The levels themselves are more like tiny playgrounds to destroy than structured linear levels. This being said, they’re fun to explore and have this classic way of revealing ways of moving around that you didn’t spot the first time. As you grow bigger and unlock more areas in the few minutes you have, it starts to open up a bit and offer new paths, not too dissimilar to the level design of a Tony Hawk game or something like this. You spot a path upon opening a level, and wondering around will often offer new ways of seeing that, or alternatively give you little paths that can be opened up. 

Katamari Damacy REROLL Xbox

Both the visuals and music come together in bombastic harmony in Katamari Damacy REROLL. It still looks very blocky but intentionally so here. Whereas the PS2 original might have that style due to some processing limitations, REROLL makes it feel like a developed art style, and this helps enunciate the innate wackiness of every single thing you do. The music is legendary almost two decades on, with “Katamari on the Rocks” solidifying itself as both one of the most annoying and adorably catchy songs in video gaming. It doesn’t feel one note though – the soundtrack changes from the bright and upbeat to the melancholic, and even makes its way into techno at points. Obviously it has aged over the twenty years but it adds a great deal of charm to the overall game.

■ Task set
(A) Quote the stretch of the Katamari Damacy REROLL review from "Both the visuals" through "the overall game.".
(B) Sum up the Katamari Damacy REROLL review in two sentences.
(C) Write the next few sentences of the Katamari Damacy REROLL review, picking up after its last sentence.
The lines that come next have nothing to do with the Katamari Damacy REROLL review.

■ Provided data
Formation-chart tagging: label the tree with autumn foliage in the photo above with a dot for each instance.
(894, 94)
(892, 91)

■ Task-by-task outputs
(A)
Both the visuals and music come together in bombastic harmony in Katamari Damacy REROLL. It still looks very blocky but intentionally so here. Whereas the PS2 original might have that style due to some processing limitations, REROLL makes it feel like a developed art style, and this helps enunciate the innate wackiness of every single thing you do. The music is legendary almost two decades on, with “Katamari on the Rocks” solidifying itself as both one of the most annoying and adorably catchy songs in video gaming. It doesn’t feel one note though – the soundtrack changes from the bright and upbeat to the melancholic, and even makes its way into techno at points. Obviously it has aged over the twenty years but it adds a great deal of charm to the overall game.

(B) The levels in Katamari Damacy REROLL are small playgrounds to destroy that open up new paths as you grow bigger and unlock more areas, much like a Tony Hawk game. Its intentionally blocky look feels like a real art style, and its legendary, varied soundtrack adds a lot of charm even though it has aged.

(C)
In a way, the soundtrack for Katamari Damacy REROLL on Xbox is a pretty good interpretation of the game itself. It’s eclectic, fun, weird and charming but perhaps a little antiquated when looking at it now. With better technology, this could lead us to a great sequel, but for now it’s just a short, pleasant experience – a very short one. At just a few hours long, it will sadden the player to finish it so quickly, but wanting more of a game is a pretty nice issue to have.